Problem A: Write out a part of the passage on the church needing heroes word for word, beginning at the words "The church today" and stopping after "get an Amen?!?!?!".
Problem B: Extend the passage on the church needing heroes, picking up right after its last sentence.

━━━━━ Selected excerpt ━━━━━

The church today desperately needs people who are heroes. We need people who rise above our broken state and demonstrate that God is working in our lives. This demonstration isn't for our own glory, but for God's. We do ourselves and our Lord a disservice if all we focus on is our sin, because other people are watching. Why would someone want to come to Christ if all they see is a bunch of self-focussed, navel-gazing, whiners who project defeat? How are our children supposed to grow into a vibrant and powerful church for a new generation if the message they get is that we cannot live up to God's expectations, so why bother?
Have we read 1Timothy 1:7? We aren't supposed to be a bunch of shrinking violets or milk-toast weaklings! God gives us the power to conquer sin in His name! Can I get an Amen?!?!?!
In Philippians 4:8, Paul calls on us to focus on the good things, to ingest a diet of healthy thoughts about things that are true, noble, right, pure, lovely, admirable, excellent, and praiseworthy. God's word is at the heart of all of this, but it also includes the stories we read, the shows we watch, the art we see, and the actions we contemplate. How far these things truly are from the steady diet of mental junk food that we get from television, movies, and much of what passes for entertainment in our world. Paul tells the Philippians to fill themselves up with good stuff, not garbage. The same holds true for us today.

━━━━━ Given entries ━━━━━

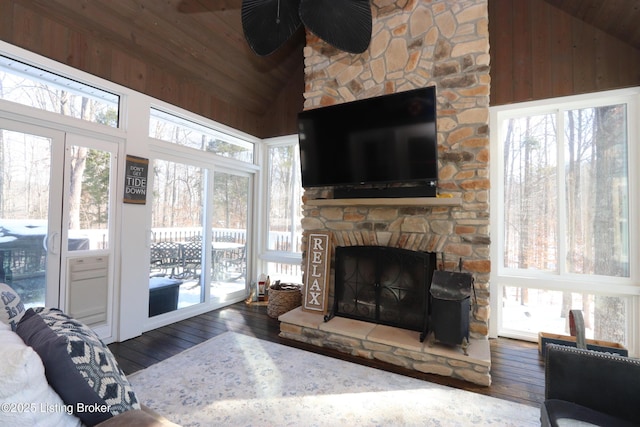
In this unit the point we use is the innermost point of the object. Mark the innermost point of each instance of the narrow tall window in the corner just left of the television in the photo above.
(284, 212)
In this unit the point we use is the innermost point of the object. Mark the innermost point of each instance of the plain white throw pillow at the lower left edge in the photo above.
(26, 398)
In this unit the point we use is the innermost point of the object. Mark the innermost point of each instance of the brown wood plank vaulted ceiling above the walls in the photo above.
(202, 40)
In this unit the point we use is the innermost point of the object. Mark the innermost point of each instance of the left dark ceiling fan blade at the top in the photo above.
(268, 24)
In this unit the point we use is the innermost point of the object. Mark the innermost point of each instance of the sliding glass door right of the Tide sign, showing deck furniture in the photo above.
(181, 250)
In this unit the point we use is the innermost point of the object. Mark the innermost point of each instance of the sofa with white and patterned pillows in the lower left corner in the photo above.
(55, 371)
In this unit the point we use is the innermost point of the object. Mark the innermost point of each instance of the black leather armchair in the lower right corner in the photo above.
(585, 387)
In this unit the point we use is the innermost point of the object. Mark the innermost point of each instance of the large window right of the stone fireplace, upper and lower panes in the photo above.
(563, 210)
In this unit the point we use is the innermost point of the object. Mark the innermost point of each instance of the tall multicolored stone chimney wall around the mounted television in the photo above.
(417, 43)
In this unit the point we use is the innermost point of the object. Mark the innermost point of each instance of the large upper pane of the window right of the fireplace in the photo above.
(593, 178)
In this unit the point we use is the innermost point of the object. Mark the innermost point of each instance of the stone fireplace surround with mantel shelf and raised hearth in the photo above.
(404, 224)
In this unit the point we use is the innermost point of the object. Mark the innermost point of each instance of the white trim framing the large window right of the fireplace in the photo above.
(501, 276)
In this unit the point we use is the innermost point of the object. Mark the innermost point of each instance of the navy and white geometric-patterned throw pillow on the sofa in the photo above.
(79, 367)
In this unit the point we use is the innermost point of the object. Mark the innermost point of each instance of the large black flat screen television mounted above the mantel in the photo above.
(372, 144)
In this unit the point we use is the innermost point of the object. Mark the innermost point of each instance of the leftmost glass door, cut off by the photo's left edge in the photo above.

━━━━━

Response area A:
The church today desperately needs people who are heroes. We need people who rise above our broken state and demonstrate that God is working in our lives. This demonstration isn't for our own glory, but for God's. We do ourselves and our Lord a disservice if all we focus on is our sin, because other people are watching. Why would someone want to come to Christ if all they see is a bunch of self-focussed, navel-gazing, whiners who project defeat? How are our children supposed to grow into a vibrant and powerful church for a new generation if the message they get is that we cannot live up to God's expectations, so why bother?
Have we read 1Timothy 1:7? We aren't supposed to be a bunch of shrinking violets or milk-toast weaklings! God gives us the power to conquer sin in His name! Can I get an Amen?!?!?!

Response area B:
He then goes on to tell them in Philippians 4:9 that thinking about good things isn’t enough. His message, which is consistent throughout the Bible is that we are supposed to put these things into practice. He tells the Philippians that any example they saw in him should be put to work in their own lives.
This is where we need to take a hard look at our church today, and let’s not stop there, we must look into our own lives as well.
Where are the heroes? Who are our examples? Where are the older men and women who we can look to in order to see faith put into practice in daily practical ways?
If you are a parent, ask yourself honestly; “Are the daily choices that I make in my money, my schedule, and my actions an excellent example or a poor one for my kids?” Do you teach your kids to be generous and thrifty with their money or do you demonstrate wasteful spending and rampant materialism? Do you teach your kids the importance of solitude and simplicity, or do you allow them to fill their schedules and your own with an overload of activities? Do you teach your children selflessness and service, or do you put your own selfish wants and desires first?
If you don’t have children, or if your children are long grown and out of the house, then ask yourself; “How can I be an example to the next generation of Christians?” Can you volunteer time as a mentor to a new believer? Can you help out with Sunday School? Can you lead a service project to give others in the church an opportunity to experience God’s work? Can you bless a ministry with your time and money in a sacrificial way?
Let’s build a vibrant church of powerful men and women of God. Let’s be an extended family of people who can be honest about our shortcomings but not let them defeat us. Let’s grow together, passing the message of hope and power to others.
Let’s be heroes that provide examples for the next generation to follow.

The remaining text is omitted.